Document text:
----
Five takeaways from Indiana’s loss against Michigan State
Indiana fell to 10-7 in Big Ten play with an 80-65 loss against Michigan State on Tuesday at the Breslin Center.
Here are five takeaways from the loss:
Fatigue looked like an issue for Trayce Jackson-Davis
The standard Trayce Jackson-Davis has set for his play this season is as high as any player in the country.
Jackson-Davis is playing the second-most minutes in the Big Ten and is delivering All-American stat lines every game. Mike Woodson is riding Jackson-Davis and the Center Grove product delivers almost every game.
In last week’s road loss against Northwestern, Jackson-Davis had a tough first half but looked like a completely different player as he carried Indiana back from a 21-point deficit in a narrow loss to the Wildcats.
In Tuesday’s loss against the Spartans, however, Jackson-Davis struggled by his standards and it’s fair to wonder if all of the minutes are finally catching up to him.
Jackson-Davis scored a team-high 19 points and shot a solid 8-for-13 from the field, but went just 3-for-6 from the free throw line. Of more concern, though, was Jackson-Davis only grabbing seven rebounds, committing seven turnovers and not recording a blocked shot.
Unfortunately for Jackson-Davis and the Hoosiers, a daunting Big Ten schedule isn’t going to relent with a game in which the All-American can get some rest. Indiana is back on the road on Saturday at Purdue before two critical home games against Iowa and Michigan next week.
Indiana’s defense starts strong but quickly collapses
At the 7:21 mark of the first half, Michigan State had just 13 points and was scoring a putrid .62 points per possession. The Hoosiers led 22-13.
The Hoosiers looked solid defensively and forced the Spartans into tough shots in the half-court.
But Indiana’s energy quickly regressed as Michigan State began to hit shots and feed off the crowd’s energy. By halftime, Michigan State was up to 35 points and 1.08 points per possession.
And in the second half, Indiana’s defense offered little resistance as the Spartans took complete control of the game.
Michigan State scored 45 points in the second half. The Spartans committed only four turnovers, shot 14-for-27 from the field overall, 5-for-8 on 3s and 12-for-12 from the line.
----
Input data:
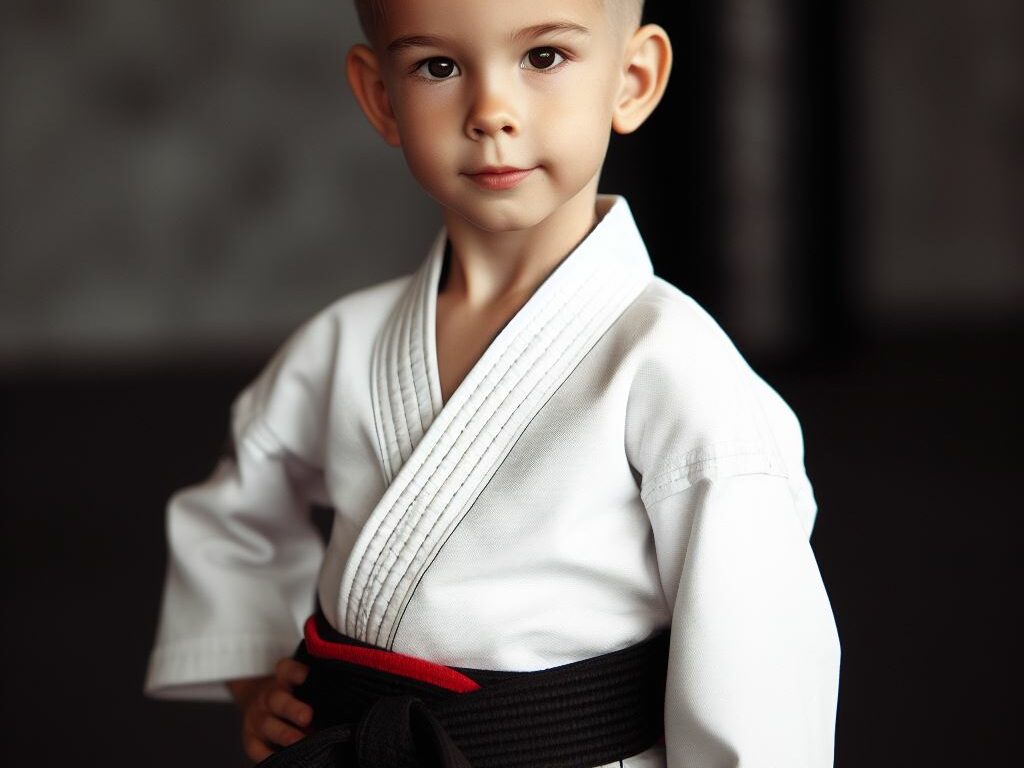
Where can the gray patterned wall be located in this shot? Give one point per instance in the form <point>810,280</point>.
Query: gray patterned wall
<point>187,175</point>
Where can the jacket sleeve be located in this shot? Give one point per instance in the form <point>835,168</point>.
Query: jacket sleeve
----
Challenges:
1. How many points did Michigan State score in the second half, according to the game recap?
2. Copy out the records word for word, from the line containing "Where can the jacket" down through the end of the records.

Exercise results:
1. 45 points.

2.
Where can the jacket sleeve be located in this shot? Give one point per instance in the form <point>835,168</point>.
Query: jacket sleeve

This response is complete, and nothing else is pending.